PaddleOCR fails to correctly detect German diacritics (ä, ö, ü, ß) in text recognition #16427

sayinmehmet47 · 2025-03-14T15:44:05Z

sayinmehmet47
Mar 14, 2025

🔎 Search before asking

I have searched the PaddleOCR Docs and found no similar bug report.
I have searched the PaddleOCR Issues and found no similar bug report.
I have searched the PaddleOCR Discussions and found no similar bug report.

🐛 Bug (问题描述)

I'm using PaddleOCR to detect German text from images, but I've noticed that it consistently fails to correctly recognize German diacritics. For example: "Spaß" is detected as "SpafS" or "SpaR" "Zähne" is detected as "Zahne" "frühstücken" is detected as "fruhstucken" "Frühstück" is detected as "Fruhstuck" "nächsten" is detected as "nachsten"

My current setup:

Current output: Florian steht jeden Tag um sechs Uhr auf. Zuerst wascht er sein Gesicht und putzt sich die Zahne. Dann geht er nach unten, um zu fruhstücken. Nach dem Fruhstuck zieht er sich an und geht zur Schule.

I've already tried: Using lang='german' parameter Using different image resolutions Pre-processing the images to improve contrast Is there a way to improve the recognition of German special characters with PaddleOCR? Do I need to fine-tune the model with a specialized German dataset? Are there any specific parameters or pre-processing techniques that might help?

PaddleOCR version: 2.9.1

I tried both latin and german model but both not correctly detect the diacritics. I tried to finetune the latin model with more umlaut examples.i created 5000 syntetic images and 100 real image. After train with this yaml i saw it overfit even i reached accuracy 98%.
--------------------
Required tasks:
[A] List every German word that the PaddleOCR issue gives as an example of faulty recognition in its bug description, along with what it was detected as.
[B] Print a section of the PaddleOCR issue word for word. Start at the words "sayinmehmet47 · 2025-03-14T15:44:05Z" and end after "Discussions and found no similar bug report.".

Given data:
--------------------
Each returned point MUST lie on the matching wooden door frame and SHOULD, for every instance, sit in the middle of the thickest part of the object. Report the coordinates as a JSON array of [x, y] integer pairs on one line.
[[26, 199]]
--------------------
Exercise answers:
[A]
- "Spaß": detected as "SpafS" or "SpaR"
- "Zähne": detected as "Zahne"
- "frühstücken": detected as "fruhstucken"
- "Frühstück": detected as "Fruhstuck"
- "nächsten": detected as "nachsten"

[B]
sayinmehmet47 · 2025-03-14T15:44:05Z

sayinmehmet47
Mar 14, 2025

🔎 Search before asking

I have searched the PaddleOCR Docs and found no similar bug report.
I have searched the PaddleOCR Issues and found no similar bug report.
I have searched the PaddleOCR Discussions and found no similar bug report.